### Supplied text
* START *

Following Desire Lines
Learning to hold compassion and curiosity in equal measure

“It was already late
enough, and a wild night,
and the road full of fallen
branches and stones.
But little by little,
as you left their voices behind,
the stars began to burn
through the sheets of clouds,
and there was a new voice
which you slowly
recognized as your own,
that kept you company
as you strode deeper and deeper
into the world…”
~Mary Oliver
I’ve been thinking about desire lines. Desire lines are those well trodden breaks in the grass that form an unintended path, marking the way we instinctively want to travel and often diverging from the constructed route. Most commonly, they indicate a short cut where following the established path would take longer. Though sometimes they appear when there is no intended path at all but clearly a desired destination, like the route through the dunes to a beach with no built access.
In its most pragmatic context the phrase is used to indicate a failure of design or architecture to account for our functional needs. Desire lines usually connote a lack of attention to intuitive behavior patterns. Often, I think, they are also a reflection of our hurry, of the felt urgency to get from point A to point B in the shortest time possible—an intolerance for the scenic route, perhaps more indicative of our anxious need for expedience than our truest desires, as the term romantically suggests. I’m a little skeptical of calling our urgency for the quickest route “desire,” and yet there is also undoubtedly something meaningful and worthy of examination when human constructs fail to meet our own very human needs. Not only are we failing in so many ways to meet the needs of the non-human world, but we are often failing to recognize real human needs as well.

* END *

### Boundary annotation rows
* START *

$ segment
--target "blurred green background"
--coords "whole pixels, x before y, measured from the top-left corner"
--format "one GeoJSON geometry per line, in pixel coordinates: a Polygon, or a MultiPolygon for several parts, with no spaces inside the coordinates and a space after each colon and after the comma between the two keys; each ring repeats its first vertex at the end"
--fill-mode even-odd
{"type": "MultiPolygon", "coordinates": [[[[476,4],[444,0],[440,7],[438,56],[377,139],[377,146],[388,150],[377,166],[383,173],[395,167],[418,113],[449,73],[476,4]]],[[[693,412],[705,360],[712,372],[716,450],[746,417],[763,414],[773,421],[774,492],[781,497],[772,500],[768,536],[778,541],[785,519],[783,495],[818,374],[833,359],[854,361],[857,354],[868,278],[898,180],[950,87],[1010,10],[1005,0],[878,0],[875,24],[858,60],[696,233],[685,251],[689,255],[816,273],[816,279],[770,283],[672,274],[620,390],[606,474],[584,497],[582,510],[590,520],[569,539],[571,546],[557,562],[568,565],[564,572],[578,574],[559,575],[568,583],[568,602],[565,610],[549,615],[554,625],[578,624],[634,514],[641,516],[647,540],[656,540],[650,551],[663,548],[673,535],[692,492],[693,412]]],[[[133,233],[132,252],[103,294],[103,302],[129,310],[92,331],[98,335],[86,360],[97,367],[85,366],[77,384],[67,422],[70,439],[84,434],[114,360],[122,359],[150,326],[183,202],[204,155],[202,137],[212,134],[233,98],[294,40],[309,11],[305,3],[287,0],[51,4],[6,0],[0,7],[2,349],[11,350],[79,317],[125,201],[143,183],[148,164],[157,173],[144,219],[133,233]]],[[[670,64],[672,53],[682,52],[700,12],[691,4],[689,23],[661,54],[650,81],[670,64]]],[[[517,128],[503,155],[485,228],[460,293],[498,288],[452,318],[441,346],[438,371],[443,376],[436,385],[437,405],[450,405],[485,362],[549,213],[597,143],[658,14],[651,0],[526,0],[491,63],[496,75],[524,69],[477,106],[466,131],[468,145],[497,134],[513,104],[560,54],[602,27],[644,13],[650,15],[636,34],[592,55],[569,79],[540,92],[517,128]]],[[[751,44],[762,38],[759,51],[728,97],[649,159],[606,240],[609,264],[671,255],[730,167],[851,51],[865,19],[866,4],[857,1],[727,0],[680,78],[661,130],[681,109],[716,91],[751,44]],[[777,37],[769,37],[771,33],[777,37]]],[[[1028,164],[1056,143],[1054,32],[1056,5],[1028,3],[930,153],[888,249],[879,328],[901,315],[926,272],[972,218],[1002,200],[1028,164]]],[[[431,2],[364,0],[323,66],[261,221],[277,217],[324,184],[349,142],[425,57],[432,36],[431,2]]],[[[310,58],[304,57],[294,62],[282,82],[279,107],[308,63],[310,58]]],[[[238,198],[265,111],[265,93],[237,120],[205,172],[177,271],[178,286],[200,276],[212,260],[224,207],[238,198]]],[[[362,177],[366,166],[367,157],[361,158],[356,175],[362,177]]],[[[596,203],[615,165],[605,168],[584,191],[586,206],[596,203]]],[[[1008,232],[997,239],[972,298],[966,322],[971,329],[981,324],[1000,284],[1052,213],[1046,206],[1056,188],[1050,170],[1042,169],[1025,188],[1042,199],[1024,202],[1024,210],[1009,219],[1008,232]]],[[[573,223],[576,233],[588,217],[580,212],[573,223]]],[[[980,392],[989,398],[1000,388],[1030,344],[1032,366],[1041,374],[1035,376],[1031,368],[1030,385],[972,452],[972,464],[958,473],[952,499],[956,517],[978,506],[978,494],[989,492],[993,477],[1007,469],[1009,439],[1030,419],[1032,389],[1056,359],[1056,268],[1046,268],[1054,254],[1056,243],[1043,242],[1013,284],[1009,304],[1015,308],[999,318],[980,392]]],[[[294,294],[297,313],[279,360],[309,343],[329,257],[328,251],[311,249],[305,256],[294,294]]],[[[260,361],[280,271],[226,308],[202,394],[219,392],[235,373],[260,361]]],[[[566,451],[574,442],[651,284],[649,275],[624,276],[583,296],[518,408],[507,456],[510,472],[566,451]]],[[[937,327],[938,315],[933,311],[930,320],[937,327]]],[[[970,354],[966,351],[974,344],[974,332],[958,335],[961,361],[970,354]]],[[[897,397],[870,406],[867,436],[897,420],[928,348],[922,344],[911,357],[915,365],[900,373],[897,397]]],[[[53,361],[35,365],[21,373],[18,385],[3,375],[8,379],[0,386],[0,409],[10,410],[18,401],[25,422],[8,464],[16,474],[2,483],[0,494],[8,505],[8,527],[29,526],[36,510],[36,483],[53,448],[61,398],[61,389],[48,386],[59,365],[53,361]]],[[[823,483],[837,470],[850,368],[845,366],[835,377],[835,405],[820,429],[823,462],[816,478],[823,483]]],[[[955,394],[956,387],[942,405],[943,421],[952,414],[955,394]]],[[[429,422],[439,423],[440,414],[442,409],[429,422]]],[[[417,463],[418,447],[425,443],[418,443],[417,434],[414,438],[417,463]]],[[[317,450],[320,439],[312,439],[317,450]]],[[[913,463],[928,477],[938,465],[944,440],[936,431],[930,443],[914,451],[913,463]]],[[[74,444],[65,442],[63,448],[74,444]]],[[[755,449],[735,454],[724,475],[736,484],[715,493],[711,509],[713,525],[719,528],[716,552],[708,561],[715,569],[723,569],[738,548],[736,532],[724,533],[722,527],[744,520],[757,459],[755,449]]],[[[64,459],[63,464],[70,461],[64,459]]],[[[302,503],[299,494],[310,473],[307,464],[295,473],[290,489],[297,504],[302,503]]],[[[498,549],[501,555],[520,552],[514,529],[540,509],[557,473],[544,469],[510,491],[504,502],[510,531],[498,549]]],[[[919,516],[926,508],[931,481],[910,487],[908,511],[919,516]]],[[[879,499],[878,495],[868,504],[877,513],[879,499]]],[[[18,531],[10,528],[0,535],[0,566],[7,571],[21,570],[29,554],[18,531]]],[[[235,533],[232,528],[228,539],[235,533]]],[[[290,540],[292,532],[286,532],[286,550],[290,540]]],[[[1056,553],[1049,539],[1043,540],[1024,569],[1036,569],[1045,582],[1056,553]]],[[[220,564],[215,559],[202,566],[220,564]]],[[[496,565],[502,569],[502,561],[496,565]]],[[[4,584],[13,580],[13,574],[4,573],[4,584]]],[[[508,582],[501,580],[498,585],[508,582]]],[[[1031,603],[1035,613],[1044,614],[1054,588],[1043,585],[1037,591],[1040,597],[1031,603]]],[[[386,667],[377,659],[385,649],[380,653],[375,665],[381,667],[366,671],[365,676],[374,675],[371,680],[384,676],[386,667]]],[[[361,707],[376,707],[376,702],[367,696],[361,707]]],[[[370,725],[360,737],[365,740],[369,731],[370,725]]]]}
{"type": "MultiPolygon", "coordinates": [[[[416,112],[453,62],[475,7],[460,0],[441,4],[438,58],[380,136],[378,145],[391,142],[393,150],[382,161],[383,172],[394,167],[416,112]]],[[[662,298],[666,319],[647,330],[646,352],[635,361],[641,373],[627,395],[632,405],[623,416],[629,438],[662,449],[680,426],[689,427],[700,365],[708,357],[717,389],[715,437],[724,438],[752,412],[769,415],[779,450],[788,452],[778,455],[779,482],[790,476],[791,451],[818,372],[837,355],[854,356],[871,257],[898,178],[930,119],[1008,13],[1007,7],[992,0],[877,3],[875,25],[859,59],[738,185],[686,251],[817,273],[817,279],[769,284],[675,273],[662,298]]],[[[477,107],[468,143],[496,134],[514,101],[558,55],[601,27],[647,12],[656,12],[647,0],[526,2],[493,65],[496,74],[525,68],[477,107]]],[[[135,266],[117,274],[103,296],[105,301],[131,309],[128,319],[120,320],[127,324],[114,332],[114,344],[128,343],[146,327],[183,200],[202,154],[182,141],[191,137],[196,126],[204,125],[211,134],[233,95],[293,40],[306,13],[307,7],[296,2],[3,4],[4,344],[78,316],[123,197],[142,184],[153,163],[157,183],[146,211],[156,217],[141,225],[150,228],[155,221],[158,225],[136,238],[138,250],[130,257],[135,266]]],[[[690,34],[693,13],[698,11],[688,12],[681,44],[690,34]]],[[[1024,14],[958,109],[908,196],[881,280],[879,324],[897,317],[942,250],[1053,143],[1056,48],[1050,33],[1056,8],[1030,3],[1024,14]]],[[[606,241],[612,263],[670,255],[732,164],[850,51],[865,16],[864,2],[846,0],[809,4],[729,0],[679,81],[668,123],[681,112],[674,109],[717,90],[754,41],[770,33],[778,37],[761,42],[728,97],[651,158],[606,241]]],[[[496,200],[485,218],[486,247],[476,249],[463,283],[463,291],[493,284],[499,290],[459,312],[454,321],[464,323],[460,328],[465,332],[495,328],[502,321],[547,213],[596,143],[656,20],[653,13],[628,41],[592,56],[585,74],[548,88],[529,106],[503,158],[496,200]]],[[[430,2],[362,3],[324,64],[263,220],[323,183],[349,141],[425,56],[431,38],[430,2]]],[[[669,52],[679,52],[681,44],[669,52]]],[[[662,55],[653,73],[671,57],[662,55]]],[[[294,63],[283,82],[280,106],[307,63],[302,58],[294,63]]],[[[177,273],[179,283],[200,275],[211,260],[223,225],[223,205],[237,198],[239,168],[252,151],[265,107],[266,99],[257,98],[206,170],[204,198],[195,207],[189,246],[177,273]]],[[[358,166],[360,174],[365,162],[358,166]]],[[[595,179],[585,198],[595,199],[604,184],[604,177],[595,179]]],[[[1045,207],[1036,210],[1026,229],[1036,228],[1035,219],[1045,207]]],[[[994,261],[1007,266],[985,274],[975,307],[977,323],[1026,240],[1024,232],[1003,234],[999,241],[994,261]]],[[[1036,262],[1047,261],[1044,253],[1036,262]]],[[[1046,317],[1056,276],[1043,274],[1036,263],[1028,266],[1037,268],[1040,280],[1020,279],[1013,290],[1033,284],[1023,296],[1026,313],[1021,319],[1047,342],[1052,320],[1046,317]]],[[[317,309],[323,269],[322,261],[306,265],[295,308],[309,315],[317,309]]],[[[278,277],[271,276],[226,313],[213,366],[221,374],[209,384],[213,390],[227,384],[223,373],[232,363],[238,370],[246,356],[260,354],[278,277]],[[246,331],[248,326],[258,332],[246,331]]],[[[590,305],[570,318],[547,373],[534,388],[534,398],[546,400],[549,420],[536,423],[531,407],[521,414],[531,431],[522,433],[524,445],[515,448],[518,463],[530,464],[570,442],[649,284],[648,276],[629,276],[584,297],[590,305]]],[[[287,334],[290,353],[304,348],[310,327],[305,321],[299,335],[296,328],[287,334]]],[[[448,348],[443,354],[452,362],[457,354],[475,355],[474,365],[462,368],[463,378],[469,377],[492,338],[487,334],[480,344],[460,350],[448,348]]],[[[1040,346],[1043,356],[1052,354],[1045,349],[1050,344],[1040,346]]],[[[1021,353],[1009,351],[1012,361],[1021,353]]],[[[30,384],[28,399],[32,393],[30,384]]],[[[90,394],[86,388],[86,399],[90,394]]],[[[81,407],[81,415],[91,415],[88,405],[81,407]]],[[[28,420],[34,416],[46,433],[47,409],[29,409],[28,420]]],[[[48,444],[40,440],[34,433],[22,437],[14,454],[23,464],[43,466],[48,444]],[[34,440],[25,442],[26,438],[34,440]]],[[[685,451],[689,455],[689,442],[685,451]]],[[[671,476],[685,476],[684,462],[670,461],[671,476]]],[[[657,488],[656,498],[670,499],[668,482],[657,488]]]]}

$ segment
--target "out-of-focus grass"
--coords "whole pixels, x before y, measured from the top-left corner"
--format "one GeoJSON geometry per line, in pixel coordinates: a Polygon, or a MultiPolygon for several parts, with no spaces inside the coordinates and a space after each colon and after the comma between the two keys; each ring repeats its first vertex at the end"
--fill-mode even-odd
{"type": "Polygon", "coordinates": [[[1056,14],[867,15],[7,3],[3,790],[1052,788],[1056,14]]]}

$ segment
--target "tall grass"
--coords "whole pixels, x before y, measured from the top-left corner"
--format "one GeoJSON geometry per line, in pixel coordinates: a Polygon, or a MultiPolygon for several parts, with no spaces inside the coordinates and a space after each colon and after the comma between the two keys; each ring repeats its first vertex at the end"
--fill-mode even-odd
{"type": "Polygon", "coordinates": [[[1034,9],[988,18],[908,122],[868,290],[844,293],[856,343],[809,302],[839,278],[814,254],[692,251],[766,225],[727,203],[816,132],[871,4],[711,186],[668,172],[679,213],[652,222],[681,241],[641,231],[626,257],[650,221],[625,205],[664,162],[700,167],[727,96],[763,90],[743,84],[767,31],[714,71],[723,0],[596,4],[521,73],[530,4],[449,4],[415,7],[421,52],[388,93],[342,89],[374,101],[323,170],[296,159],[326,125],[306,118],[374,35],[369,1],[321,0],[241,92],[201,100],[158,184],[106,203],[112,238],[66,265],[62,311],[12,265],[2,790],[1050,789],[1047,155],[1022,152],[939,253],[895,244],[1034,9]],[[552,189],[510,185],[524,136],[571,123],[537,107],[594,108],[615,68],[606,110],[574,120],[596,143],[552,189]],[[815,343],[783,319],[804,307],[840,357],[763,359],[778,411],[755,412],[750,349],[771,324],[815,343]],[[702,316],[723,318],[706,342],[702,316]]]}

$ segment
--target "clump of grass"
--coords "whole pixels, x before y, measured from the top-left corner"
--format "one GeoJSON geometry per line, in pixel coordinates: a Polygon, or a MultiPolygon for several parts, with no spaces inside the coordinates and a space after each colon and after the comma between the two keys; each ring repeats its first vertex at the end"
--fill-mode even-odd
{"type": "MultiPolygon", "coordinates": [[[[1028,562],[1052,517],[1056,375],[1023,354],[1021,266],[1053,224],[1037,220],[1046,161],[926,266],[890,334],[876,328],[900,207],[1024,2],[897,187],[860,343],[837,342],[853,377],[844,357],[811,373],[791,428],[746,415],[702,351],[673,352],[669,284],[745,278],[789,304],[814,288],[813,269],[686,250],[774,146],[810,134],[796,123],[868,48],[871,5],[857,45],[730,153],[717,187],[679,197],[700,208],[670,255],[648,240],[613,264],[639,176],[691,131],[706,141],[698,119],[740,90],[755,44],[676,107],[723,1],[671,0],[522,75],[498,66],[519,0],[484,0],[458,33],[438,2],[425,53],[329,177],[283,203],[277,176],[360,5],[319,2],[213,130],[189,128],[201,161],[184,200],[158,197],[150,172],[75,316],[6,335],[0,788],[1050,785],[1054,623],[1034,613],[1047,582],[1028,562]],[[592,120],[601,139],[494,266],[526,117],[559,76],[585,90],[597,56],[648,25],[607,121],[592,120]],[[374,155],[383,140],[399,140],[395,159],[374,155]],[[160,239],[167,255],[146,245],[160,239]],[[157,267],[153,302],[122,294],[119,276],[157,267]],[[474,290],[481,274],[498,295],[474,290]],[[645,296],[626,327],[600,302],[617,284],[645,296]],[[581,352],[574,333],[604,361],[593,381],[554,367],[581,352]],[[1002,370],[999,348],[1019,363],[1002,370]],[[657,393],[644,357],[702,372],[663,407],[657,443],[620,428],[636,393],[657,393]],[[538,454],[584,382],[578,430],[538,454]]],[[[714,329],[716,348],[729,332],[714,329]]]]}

* END *

Reproduce the stretch of the desire lines essay above from "In its most" through "needs as well.".

In its most pragmatic context the phrase is used to indicate a failure of design or architecture to account for our functional needs. Desire lines usually connote a lack of attention to intuitive behavior patterns. Often, I think, they are also a reflection of our hurry, of the felt urgency to get from point A to point B in the shortest time possible—an intolerance for the scenic route, perhaps more indicative of our anxious need for expedience than our truest desires, as the term romantically suggests. I’m a little skeptical of calling our urgency for the quickest route “desire,” and yet there is also undoubtedly something meaningful and worthy of examination when human constructs fail to meet our own very human needs. Not only are we failing in so many ways to meet the needs of the non-human world, but we are often failing to recognize real human needs as well.